* **Given instruction**: Drop the pictures; give again exactly the lines from the one holding "Where can the truck tire" through the end of the data.

* **Supplied data**:
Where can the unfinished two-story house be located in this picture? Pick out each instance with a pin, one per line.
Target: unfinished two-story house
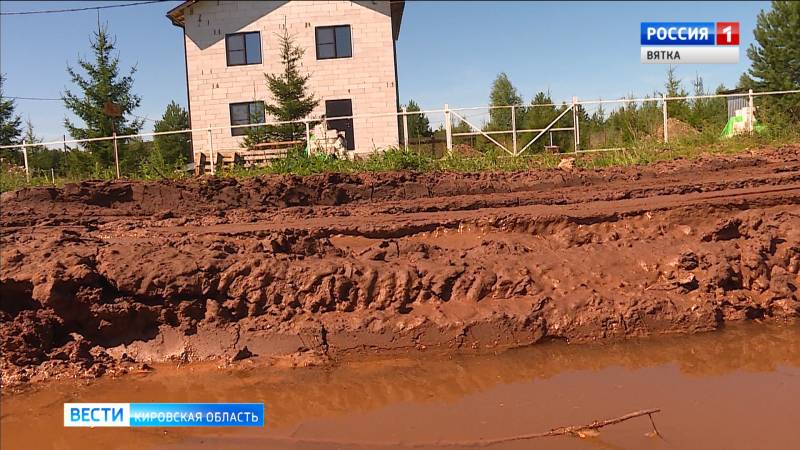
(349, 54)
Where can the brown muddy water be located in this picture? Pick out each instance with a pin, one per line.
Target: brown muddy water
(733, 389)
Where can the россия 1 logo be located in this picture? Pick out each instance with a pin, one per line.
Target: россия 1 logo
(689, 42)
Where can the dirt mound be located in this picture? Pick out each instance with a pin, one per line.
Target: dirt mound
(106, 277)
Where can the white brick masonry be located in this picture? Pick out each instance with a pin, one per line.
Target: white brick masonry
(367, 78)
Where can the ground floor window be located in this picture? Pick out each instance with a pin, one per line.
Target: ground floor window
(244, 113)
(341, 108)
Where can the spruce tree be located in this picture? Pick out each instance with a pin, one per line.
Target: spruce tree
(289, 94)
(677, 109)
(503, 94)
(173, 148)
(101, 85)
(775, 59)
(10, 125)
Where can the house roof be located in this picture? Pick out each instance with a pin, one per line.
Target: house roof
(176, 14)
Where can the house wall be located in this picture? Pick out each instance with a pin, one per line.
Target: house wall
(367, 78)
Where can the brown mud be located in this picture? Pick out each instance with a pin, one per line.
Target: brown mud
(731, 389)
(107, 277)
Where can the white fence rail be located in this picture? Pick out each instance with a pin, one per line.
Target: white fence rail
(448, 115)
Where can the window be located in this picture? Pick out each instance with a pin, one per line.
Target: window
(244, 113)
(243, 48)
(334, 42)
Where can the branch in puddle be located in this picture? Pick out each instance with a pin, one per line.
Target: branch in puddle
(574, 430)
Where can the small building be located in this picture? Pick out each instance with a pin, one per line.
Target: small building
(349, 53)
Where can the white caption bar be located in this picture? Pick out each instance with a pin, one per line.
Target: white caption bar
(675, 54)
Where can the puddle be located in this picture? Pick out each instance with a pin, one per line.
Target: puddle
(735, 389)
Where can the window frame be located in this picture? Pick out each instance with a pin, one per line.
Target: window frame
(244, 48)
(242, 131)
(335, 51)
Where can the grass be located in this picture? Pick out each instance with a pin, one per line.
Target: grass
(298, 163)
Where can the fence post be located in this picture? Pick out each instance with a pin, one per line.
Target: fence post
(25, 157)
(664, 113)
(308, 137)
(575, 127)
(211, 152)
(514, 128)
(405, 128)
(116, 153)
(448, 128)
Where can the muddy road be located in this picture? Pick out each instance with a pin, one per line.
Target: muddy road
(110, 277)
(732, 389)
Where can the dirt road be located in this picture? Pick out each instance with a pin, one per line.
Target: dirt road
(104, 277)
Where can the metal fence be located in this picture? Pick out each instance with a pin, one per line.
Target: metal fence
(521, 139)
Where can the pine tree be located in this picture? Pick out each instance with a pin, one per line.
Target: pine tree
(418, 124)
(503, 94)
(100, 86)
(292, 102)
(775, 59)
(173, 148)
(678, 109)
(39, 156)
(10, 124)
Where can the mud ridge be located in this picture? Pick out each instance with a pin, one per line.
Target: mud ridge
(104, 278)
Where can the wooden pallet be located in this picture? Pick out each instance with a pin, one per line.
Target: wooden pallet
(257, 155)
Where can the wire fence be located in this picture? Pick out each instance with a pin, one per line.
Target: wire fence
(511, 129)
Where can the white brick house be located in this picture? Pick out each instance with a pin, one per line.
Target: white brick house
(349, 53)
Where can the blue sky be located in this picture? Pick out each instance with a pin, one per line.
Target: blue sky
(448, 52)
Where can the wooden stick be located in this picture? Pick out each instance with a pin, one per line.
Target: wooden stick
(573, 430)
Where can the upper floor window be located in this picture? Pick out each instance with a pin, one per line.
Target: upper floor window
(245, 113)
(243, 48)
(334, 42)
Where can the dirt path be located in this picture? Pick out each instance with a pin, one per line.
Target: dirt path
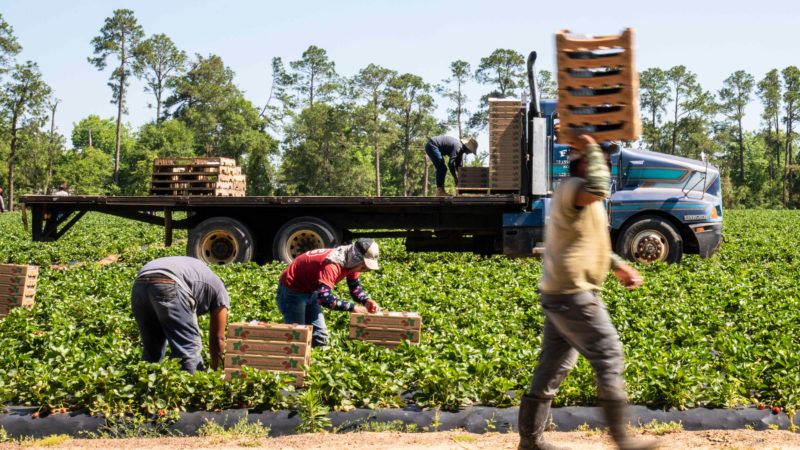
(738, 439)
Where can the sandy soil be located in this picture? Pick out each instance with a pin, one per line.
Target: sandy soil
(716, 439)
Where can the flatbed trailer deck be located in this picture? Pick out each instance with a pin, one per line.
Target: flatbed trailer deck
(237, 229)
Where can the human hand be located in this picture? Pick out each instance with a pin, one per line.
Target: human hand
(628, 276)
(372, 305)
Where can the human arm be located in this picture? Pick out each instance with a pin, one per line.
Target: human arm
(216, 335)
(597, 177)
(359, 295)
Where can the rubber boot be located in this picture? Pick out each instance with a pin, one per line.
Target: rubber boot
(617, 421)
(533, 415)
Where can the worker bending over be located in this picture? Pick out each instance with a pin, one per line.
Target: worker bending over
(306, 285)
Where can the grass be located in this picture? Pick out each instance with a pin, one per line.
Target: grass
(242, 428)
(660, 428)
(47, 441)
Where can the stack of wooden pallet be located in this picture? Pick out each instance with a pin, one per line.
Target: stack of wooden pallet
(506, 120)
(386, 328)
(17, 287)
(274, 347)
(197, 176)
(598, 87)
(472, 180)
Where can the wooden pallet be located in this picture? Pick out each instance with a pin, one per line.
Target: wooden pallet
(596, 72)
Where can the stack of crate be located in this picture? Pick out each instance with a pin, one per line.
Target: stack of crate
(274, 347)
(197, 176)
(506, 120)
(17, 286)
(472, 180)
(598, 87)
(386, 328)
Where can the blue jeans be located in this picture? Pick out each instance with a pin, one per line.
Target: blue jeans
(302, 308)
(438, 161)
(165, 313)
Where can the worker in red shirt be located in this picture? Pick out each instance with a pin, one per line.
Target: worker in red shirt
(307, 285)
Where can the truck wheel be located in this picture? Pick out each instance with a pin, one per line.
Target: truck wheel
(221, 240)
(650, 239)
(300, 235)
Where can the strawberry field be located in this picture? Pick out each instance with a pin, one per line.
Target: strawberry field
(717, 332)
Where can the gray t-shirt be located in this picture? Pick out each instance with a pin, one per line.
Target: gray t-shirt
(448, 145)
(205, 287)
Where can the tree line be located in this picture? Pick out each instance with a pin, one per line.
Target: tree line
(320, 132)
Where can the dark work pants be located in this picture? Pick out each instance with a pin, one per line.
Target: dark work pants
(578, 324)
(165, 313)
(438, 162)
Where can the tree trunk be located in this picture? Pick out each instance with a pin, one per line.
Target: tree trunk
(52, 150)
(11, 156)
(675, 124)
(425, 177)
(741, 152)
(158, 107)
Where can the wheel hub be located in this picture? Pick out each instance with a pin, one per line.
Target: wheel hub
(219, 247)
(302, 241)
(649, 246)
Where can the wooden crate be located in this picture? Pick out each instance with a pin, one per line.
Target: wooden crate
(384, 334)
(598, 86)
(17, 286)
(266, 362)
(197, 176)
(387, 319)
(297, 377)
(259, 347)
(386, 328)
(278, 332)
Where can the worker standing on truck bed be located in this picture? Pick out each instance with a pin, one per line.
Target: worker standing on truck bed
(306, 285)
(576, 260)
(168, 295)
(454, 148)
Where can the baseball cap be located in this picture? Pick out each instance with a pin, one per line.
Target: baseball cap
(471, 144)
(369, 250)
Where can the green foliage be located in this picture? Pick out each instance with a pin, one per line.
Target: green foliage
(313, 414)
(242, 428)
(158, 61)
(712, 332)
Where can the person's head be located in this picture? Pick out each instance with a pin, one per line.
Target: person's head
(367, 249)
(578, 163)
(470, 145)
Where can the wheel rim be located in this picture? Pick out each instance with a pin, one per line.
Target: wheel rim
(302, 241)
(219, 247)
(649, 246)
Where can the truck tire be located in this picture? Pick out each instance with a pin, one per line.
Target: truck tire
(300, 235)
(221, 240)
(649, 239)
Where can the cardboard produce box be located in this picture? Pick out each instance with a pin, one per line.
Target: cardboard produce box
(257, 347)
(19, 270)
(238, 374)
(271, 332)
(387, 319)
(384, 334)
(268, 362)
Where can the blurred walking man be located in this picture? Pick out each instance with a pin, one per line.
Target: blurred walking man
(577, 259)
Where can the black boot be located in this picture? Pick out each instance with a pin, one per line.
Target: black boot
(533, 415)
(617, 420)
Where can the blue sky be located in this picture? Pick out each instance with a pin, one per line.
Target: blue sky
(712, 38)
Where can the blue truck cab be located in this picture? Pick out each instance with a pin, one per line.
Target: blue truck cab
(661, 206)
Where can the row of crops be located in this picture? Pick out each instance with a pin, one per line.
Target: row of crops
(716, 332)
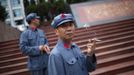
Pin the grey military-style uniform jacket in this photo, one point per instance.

* **Answer for this exercise**:
Where can the truck tire be located in this picture? Pick out each instance with a pin, one per line.
Target: truck tire
(300, 235)
(221, 240)
(649, 239)
Where can the cardboard produce box be located in this picture? Pick out each instance with a pin, one per line.
Target: cardboard produce box
(257, 347)
(19, 270)
(238, 374)
(271, 332)
(387, 319)
(384, 334)
(268, 362)
Where can the blurred walking man be located in this picture? Pick out each instance with a pin, one per line.
Target: blurred walking man
(577, 259)
Where can the black boot be located in this picture? Pick out each instance with a pin, one per line.
Target: black boot
(533, 415)
(617, 420)
Where can the blue sky be located in this picture? Pick out each instance with a pin, one per line.
Target: blue sky
(712, 38)
Where can the blue truck cab be located in this picture? Pick out each instance with a pin, one per line.
Target: blue truck cab
(661, 206)
Where can the row of crops be located in this picture? Pick out each instance with a pin, one per line.
Target: row of crops
(716, 332)
Pin the grey military-style uniform jacket in this photo, one point per instance.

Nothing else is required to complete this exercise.